## GIVEN DATA
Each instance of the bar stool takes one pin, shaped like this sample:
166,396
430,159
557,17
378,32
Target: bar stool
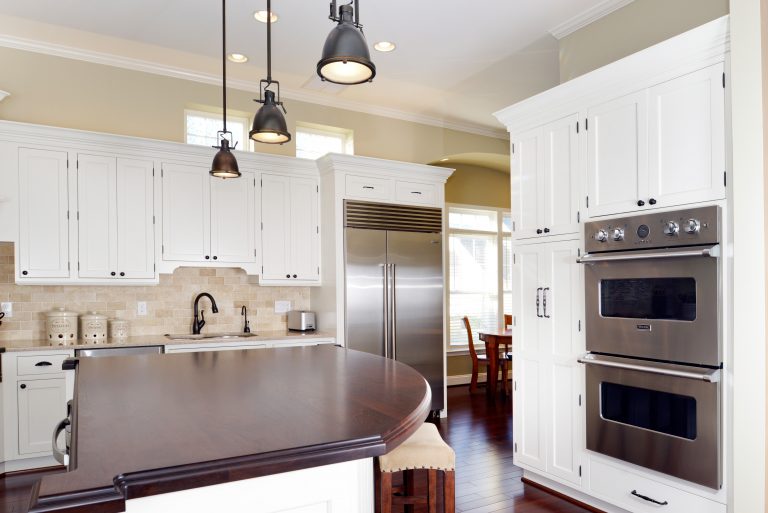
424,450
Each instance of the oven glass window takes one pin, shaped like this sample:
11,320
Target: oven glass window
667,413
649,298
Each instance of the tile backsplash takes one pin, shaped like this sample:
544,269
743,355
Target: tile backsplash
169,304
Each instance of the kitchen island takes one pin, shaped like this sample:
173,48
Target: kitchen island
273,430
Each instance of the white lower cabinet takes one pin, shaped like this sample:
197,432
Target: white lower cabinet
42,403
548,381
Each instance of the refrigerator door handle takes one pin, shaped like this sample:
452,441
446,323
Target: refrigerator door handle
385,278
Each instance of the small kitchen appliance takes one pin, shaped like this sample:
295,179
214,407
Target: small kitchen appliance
300,320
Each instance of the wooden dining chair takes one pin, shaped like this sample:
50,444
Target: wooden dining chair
477,358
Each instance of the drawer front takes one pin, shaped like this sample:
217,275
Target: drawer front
368,187
422,193
615,485
40,364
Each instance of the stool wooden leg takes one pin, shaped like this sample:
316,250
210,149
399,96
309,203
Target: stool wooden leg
385,492
449,491
432,491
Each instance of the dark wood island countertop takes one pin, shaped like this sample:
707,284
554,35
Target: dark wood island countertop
151,424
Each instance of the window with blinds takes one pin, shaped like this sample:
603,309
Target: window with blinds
479,269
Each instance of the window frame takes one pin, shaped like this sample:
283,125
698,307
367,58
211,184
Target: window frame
459,349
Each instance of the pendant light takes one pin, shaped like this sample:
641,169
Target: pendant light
224,163
346,59
269,124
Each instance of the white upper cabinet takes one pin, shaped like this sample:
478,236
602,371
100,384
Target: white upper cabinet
115,218
233,230
687,145
617,144
545,194
186,213
43,246
290,230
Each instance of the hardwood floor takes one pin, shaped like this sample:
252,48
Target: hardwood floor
479,430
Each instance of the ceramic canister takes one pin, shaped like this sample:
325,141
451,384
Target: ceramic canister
61,327
118,330
93,328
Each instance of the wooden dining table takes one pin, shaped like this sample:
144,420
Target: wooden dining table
493,342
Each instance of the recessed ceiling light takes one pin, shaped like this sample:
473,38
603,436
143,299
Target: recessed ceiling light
384,46
238,58
262,16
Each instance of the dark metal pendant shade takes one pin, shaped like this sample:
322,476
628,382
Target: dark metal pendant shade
225,163
269,124
346,59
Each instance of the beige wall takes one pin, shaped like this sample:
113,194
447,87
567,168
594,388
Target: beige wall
475,185
75,94
639,25
169,304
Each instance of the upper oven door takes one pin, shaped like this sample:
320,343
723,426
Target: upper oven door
660,304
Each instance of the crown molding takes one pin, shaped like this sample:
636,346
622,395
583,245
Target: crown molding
589,16
155,68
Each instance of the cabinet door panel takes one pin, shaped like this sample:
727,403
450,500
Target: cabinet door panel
186,213
275,233
135,219
529,436
687,138
42,404
232,218
527,206
43,207
304,229
617,155
559,169
96,216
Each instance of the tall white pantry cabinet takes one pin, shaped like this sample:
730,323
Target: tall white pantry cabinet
646,132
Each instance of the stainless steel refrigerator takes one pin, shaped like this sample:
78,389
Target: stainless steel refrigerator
394,286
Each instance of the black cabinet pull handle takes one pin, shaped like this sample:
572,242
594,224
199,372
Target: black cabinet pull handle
646,498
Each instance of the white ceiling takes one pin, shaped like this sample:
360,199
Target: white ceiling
455,62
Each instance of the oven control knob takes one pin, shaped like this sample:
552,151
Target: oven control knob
692,226
671,228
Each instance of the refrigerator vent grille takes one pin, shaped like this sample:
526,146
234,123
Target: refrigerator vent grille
381,216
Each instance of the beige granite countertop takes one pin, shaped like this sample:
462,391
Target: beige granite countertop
160,340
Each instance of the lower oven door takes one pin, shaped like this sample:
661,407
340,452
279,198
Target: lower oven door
659,416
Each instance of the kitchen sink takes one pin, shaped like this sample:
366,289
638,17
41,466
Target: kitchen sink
205,336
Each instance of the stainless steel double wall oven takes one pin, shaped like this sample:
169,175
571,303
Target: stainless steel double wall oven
653,329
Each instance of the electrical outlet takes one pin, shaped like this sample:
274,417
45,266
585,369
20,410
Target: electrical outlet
282,306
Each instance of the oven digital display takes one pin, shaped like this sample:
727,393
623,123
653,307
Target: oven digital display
664,412
649,298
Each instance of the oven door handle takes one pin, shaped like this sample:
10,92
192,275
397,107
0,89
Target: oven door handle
708,251
708,375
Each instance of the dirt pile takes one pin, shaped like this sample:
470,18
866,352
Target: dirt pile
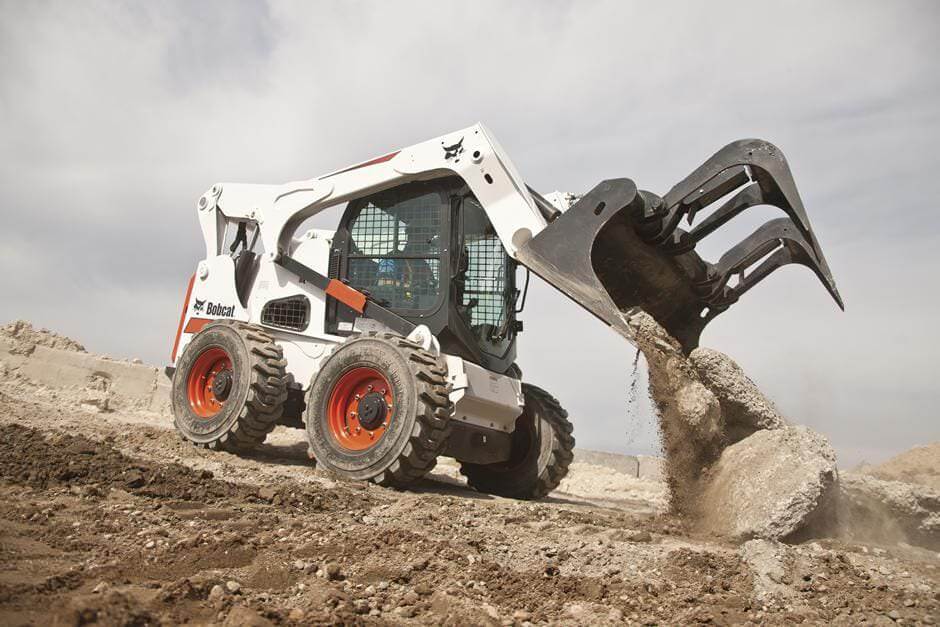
201,537
732,461
25,338
888,512
920,465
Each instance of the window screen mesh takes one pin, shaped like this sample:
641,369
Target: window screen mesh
401,283
409,227
486,281
287,313
395,248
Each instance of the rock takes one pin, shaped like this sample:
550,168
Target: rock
134,479
216,593
875,510
766,561
744,408
332,572
638,536
771,484
423,589
241,616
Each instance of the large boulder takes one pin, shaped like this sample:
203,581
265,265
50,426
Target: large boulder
772,485
743,405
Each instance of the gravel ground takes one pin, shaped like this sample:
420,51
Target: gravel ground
108,517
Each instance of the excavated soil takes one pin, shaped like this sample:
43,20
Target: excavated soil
107,517
920,465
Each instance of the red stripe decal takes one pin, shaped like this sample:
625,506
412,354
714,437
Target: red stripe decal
195,324
381,159
179,329
350,297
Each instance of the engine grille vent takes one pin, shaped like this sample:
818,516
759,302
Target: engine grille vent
291,313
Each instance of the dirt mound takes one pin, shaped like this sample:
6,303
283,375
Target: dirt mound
876,510
733,465
919,465
25,338
42,461
110,518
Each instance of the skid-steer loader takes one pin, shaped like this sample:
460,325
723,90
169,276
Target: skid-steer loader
392,339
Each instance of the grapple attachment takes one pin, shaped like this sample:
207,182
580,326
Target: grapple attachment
619,249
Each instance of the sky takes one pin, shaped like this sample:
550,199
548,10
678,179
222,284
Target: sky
116,116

## EXERCISE REQUIREMENTS
Please, without any pictures, print each entry exactly.

## EXERCISE RESPONSE
Each instance of the bar stool takes one pin, shaped like this sample:
166,396
430,159
557,17
378,32
Target: bar stool
424,450
Each instance of the oven glass window takes one pin, shaped like this sample:
11,320
Target: oven glass window
667,413
649,298
Each instance of the tile backsplash takes one pin, shaped like this sample:
544,269
743,355
Target: tile backsplash
169,304
Each instance of the kitchen island takes one pin, shaped like this sample:
173,48
Target: kitchen island
273,430
Each instance of the white lower cabinet takes one pin, shaped like this sample:
197,432
Target: white lower cabinet
42,403
548,381
Each instance of the refrigerator door handle takes one pin, shaped like this sample:
452,441
446,323
Target: refrigerator door handle
385,278
Each instance of the small kitchen appliance takes one pin, shaped like this sample:
295,179
214,407
Target: small kitchen appliance
300,320
Each instance of the wooden dining chair takes one pin, shaped like this sample:
50,444
Target: wooden dining chair
477,358
Each instance of the drawer front takes one pin, shaped like this sample:
217,275
Target: drawer front
368,187
422,193
615,485
40,364
Each instance of the stool wooden leg takes one pin, shaped like this sample:
316,250
210,149
399,96
309,203
Target: stool wooden leg
385,492
449,491
432,491
Each instance of the dark wood island countertop takes one pin, shaped like this sample:
707,284
554,35
Target: dark wood island countertop
151,424
Each instance of the window with blinds takes one pin, shaped like this sample:
603,309
Target: window with blinds
479,269
Each instance of the window frame takes one pin, shaped like this sample:
283,125
698,307
367,58
211,184
Target: window frame
459,349
Each instance of the pendant light takes one pin, shaped like this sample:
641,169
Target: pendant light
224,163
346,59
269,124
Each instance of the white upper cabinet takes one pin, shaped like this sample:
478,236
602,371
100,384
Target: white upper cabinet
115,218
233,230
687,145
617,144
545,194
186,213
43,246
290,230
Each instance of the hardwood floor takes one pin, shaped like this sample:
252,48
Target: hardwood floor
479,430
Each instance of the ceramic canister takes one pin, shaped like this sample:
325,141
451,384
Target: ceramic canister
61,327
118,330
93,328
Each instance of the wooden dining table takes one pin, shaped like this sample:
144,420
Target: wooden dining table
493,342
Each instance of the recessed ceiling light takes one pin, shaped like this sample:
473,38
603,436
143,299
Target: recessed ceiling light
384,46
238,58
262,16
Each instance of the dark metal pendant shade takes one pin, shaped like this sample:
322,476
628,382
Target: dark metal pendant shade
225,163
269,124
346,59
Each instance of the beige wall takes one pin, shaped like this sample:
113,194
447,87
567,168
594,388
Target: beige wall
475,185
75,94
639,25
169,304
Each instance of the upper oven door takes one pin, shaped like this sample:
320,343
723,426
Target: upper oven door
660,304
Each instance of the crown molding takes one pin, shaped like this sample:
636,346
622,395
583,245
Target: crown molding
589,16
155,68
Each instance of the cabinet door panel takes one pin, shaped like this sample:
727,403
450,500
Target: cabinet door panel
186,213
275,233
135,219
529,436
687,138
42,404
232,218
527,206
43,207
304,229
617,155
559,169
96,216
Each instance of the tall white pantry cabinet takes one pin, shaped like this sample:
730,323
Target: tall white pantry cabinet
646,132
Each instance of the stainless steel refrigerator takes one pin, shaped like this sample:
78,389
Target: stainless steel refrigerator
394,286
Each instance of the black cabinet pull handle takes one pin, shaped like this sample:
572,242
594,224
199,372
Target: black cabinet pull handle
646,498
Each instance of the white ceiling takes one pin, shaped like this sample:
360,199
Target: white ceiling
455,62
Each instance of the oven control knob takes one pin, shaped like this sample:
552,151
Target: oven control knob
692,226
671,228
Each instance of the refrigerator vent grille takes one pin, shaped like this sample:
526,146
234,123
Target: refrigerator vent grille
381,216
Each instance of the beige granite countertop takes one pin, shaped like this sample:
462,391
Target: beige granite countertop
160,340
Each instance of the lower oven door takes one pin, shaped like this sample:
661,407
340,452
279,198
Target: lower oven door
659,416
Each instance of the kitchen sink takes one pin, shaped like this sample:
366,289
638,17
41,466
Target: kitchen sink
205,336
Each instance of the stainless steel double wall oven takes one pin, shaped like this sample:
169,175
571,303
Target: stainless steel double wall oven
653,329
Each instance of the electrical outlet takes one pin, shaped like this sample:
274,417
45,266
585,369
20,410
Target: electrical outlet
282,306
Each instance of the oven digital display takes one pin, shaped like this sample:
727,393
623,123
653,307
Target: oven digital display
664,412
649,298
Each instance of the oven door handle takes one pin, shaped like this sample:
10,92
192,275
397,107
0,89
Target: oven door handle
708,251
708,375
Each instance of the dirt pile takes one pin, shaped like this sample:
470,18
866,352
Target: dirt pile
201,537
732,461
25,338
888,512
920,465
Each instance of the window screen mesh takes one pin, shaped like this sample:
641,369
Target: window screen mesh
401,283
409,227
486,281
287,313
395,248
Each instance of the rock takes one pin, shaped like this sample:
550,168
Target: rock
134,479
216,593
875,510
766,561
744,408
332,572
638,536
771,484
423,589
241,616
Each instance of the large boulder takes one pin, shaped like this sample:
203,581
265,265
50,426
Target: large boulder
772,485
743,405
Each instance of the gravel ground takes one pin, shaped like this sample:
420,51
Target: gravel ground
108,517
Each instance of the excavated soil takes one pin, shaped like this sample:
43,20
Target: excavated soil
107,517
920,465
Each instance of the red stripe decal takes one pin, shaped like this sample:
625,506
412,354
714,437
Target: red stripe decal
195,324
381,159
179,329
350,297
Each instance of the engine grille vent takes one pin, shaped like this sample:
818,516
759,302
Target: engine grille vent
291,313
Each instance of the dirt mound takes one pin, shaped like this sample:
6,303
283,375
Target: dirt mound
876,510
733,465
919,465
25,338
42,461
110,518
Each instance of the skid-steer loader takes one pin, shaped like this sample:
460,325
723,90
169,276
Target: skid-steer loader
392,339
Each instance of the grapple attachment takes one pin, shaped like this sample:
207,182
580,326
Target: grapple attachment
619,249
Each instance of the sky takes one pin, shaped like this sample:
550,199
548,10
678,179
222,284
Target: sky
116,116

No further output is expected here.